Set of tasks
A. In the text passage, what did the writer's doctor say exactly one year earlier?
B. Rewrite the text passage starting at "We did it. We" and ending at "family of 5.", swapping "boys" for "sons".

Text passage
We did it. We made it to 1. As I sit back and think about what was happening exactly 1 year ago at this moment, my doctor was telling me that I wasn’t going home and that the boys were going to be born. The level of joy that I felt goes beyond explanation. I was relieved that my body wasn’t going to be in pain anymore, carrying the 2 was one of the hardest things I had ever done both physically and mentally. I was ready to hold my boys and begin our new chapter in our lives as a family of 5.

When I think about this past year so many different emotions arise. My mom asked me the other day, “Katie, can you believe they are 1? Didn’t it go by fast?” I stopped and had to think about that because the obvious answer would be, “I can’t believe they are 1 and yes time flew.” Surprisingly, that wasn’t my answer. I responded with something like, “Yes I can believe they are 1, and time didn’t fly…it was a hard, long wonderful year.” The demand that children immediately take on their parents lives is huge, whether you have 1 or 19. For me, going from 1 to 3 was not easy but it was a challenge I was glad to accept. From the moment we found out we were having twins we saw them as gifts from God. We won’t ever know why God decided to entrust us with 2 at the same time, but we are so incredibly grateful that He did. Every single one of my days are spent on the carpet watching and playing with my kids. Some may see that and think, “how easy” and some may think, “I would never want to do that” For me I have decided to make it my own personal classroom with the Lord. I have learned so much watching my daughter and sons each day. The more time I spend with them the more I realize how the Lord uses them to teach me about Himself. I have changed hundreds of diapers, wiped away thousands of tears, not slept, and it feels like I have not stopped breastfeeding since the day they were born. But honestly, I wouldn’t trade any of it.

Records
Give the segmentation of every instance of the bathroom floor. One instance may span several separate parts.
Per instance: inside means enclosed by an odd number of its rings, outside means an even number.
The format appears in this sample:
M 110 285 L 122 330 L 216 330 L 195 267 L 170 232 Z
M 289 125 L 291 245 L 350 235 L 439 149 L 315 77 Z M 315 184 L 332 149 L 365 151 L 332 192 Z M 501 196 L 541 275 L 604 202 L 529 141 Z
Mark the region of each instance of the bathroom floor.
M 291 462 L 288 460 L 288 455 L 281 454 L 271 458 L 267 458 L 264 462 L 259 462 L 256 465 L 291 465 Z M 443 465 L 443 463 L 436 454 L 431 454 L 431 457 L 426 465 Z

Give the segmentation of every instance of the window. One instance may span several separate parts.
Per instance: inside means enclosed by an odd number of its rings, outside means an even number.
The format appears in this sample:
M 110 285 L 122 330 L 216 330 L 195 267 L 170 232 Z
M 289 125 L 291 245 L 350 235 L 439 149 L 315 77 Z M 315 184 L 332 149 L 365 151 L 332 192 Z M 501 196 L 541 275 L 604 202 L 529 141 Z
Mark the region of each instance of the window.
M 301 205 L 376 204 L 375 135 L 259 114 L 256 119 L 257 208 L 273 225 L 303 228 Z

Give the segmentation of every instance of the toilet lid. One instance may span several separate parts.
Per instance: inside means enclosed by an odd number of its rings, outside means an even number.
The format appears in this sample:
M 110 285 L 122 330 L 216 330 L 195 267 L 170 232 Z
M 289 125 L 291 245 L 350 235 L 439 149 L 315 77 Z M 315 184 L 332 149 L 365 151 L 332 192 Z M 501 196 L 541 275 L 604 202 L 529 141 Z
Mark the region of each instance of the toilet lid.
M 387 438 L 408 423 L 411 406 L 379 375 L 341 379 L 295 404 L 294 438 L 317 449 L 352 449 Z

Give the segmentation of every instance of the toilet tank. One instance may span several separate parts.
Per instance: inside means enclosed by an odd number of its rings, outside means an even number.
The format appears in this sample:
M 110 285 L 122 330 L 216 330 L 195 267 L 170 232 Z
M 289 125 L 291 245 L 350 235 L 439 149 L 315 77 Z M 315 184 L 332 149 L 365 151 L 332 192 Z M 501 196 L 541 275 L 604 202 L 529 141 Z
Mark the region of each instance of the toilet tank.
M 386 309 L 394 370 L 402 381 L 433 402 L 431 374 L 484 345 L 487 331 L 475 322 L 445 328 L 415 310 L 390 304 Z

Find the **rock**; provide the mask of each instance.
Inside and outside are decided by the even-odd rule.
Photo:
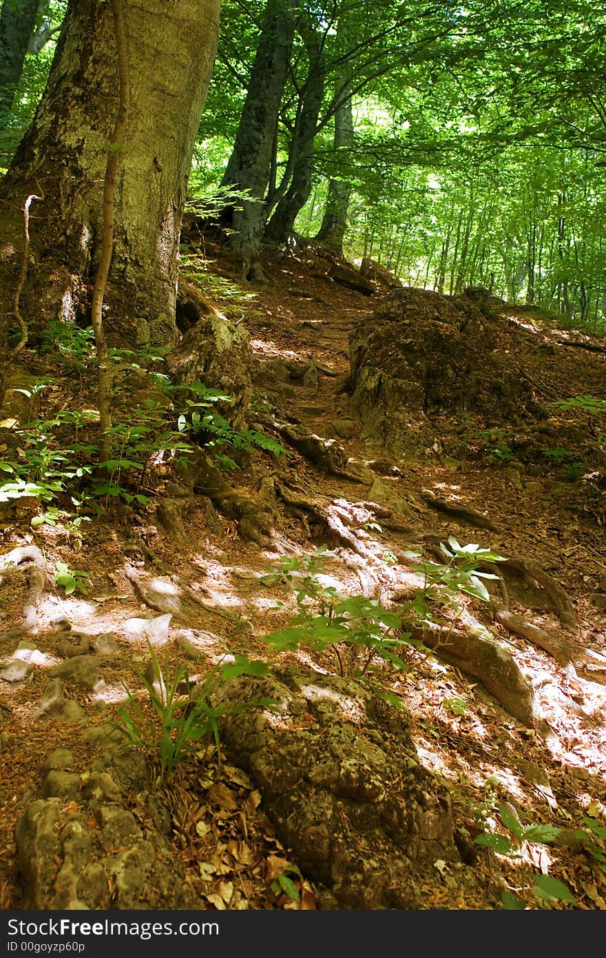
[[[220,536],[223,532],[223,527],[218,513],[211,500],[205,495],[198,495],[196,496],[195,505],[198,512],[202,514],[205,527],[214,536]]]
[[[74,753],[69,748],[56,748],[42,765],[43,772],[67,771],[74,767]]]
[[[384,482],[381,479],[373,479],[367,498],[369,502],[376,502],[379,506],[387,506],[399,515],[404,515],[407,519],[413,519],[415,513],[404,499],[398,495],[398,487],[394,483]],[[381,520],[379,519],[379,525]]]
[[[95,654],[101,658],[110,658],[120,651],[120,646],[114,632],[101,632],[101,635],[95,635],[92,639],[92,646]]]
[[[81,784],[76,772],[52,769],[44,779],[41,795],[42,798],[76,798]]]
[[[310,389],[314,393],[318,392],[318,387],[320,384],[318,378],[318,370],[313,365],[313,363],[311,363],[305,370],[303,376],[303,384],[305,387],[305,389]]]
[[[531,385],[494,345],[490,323],[470,300],[393,289],[349,336],[362,438],[410,459],[433,454],[440,414],[476,412],[496,425],[540,412]]]
[[[280,714],[229,708],[270,696]],[[406,718],[353,681],[281,669],[234,679],[221,732],[297,862],[339,908],[417,908],[433,863],[460,862],[448,789]],[[360,734],[363,733],[363,734]]]
[[[0,669],[0,678],[3,682],[25,682],[33,673],[32,666],[29,662],[11,662],[6,669]]]
[[[68,642],[65,639],[60,640],[55,647],[57,654],[61,658],[74,658],[76,655],[86,655],[91,648],[90,637],[80,632],[71,632],[70,635],[74,640],[78,641]]]
[[[152,619],[126,619],[123,623],[124,635],[130,641],[148,639],[152,646],[164,646],[168,640],[168,627],[172,614],[154,616]]]
[[[177,634],[175,642],[186,658],[191,662],[201,662],[204,658],[202,652],[193,646],[185,635]]]
[[[47,712],[55,712],[63,703],[63,685],[60,678],[51,679],[47,682],[37,711],[36,718],[41,718]]]
[[[81,685],[89,692],[101,692],[105,683],[99,671],[99,659],[94,655],[77,655],[51,669],[49,674]]]
[[[167,532],[181,541],[185,541],[187,539],[185,519],[191,514],[194,505],[191,496],[163,499],[156,509],[158,522],[164,526]]]
[[[34,652],[38,651],[38,648],[34,642],[28,642],[23,639],[14,650],[14,657],[21,659],[22,662],[31,662]]]
[[[213,403],[213,408],[235,429],[243,426],[252,393],[252,354],[244,326],[218,313],[203,316],[169,354],[167,364],[179,382],[199,380],[229,396]]]
[[[68,725],[75,725],[77,721],[82,718],[83,715],[84,709],[79,702],[77,702],[73,698],[65,702],[61,709],[61,718]]]
[[[353,436],[351,420],[333,420],[330,425],[341,439],[351,439]]]
[[[376,260],[370,260],[369,257],[365,257],[360,263],[360,276],[364,276],[368,280],[374,280],[377,285],[386,289],[402,285],[402,282],[398,280],[397,276],[382,266]]]
[[[524,484],[522,482],[522,476],[520,475],[518,469],[508,468],[505,471],[505,476],[509,480],[512,486],[517,489],[518,492],[522,492],[524,490]]]
[[[116,802],[121,797],[120,787],[108,772],[93,772],[82,787],[84,798]]]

Solutions
A. The doctor said she wasn't going home and that the boys were going to be born.

B.
We did it. We made it to 1. As I sit back and think about what was happening exactly 1 year ago at this moment, my doctor was telling me that I wasn’t going home and that the sons were going to be born. The level of joy that I felt goes beyond explanation. I was relieved that my body wasn’t going to be in pain anymore, carrying the 2 was one of the hardest things I had ever done both physically and mentally. I was ready to hold my sons and begin our new chapter in our lives as a family of 5.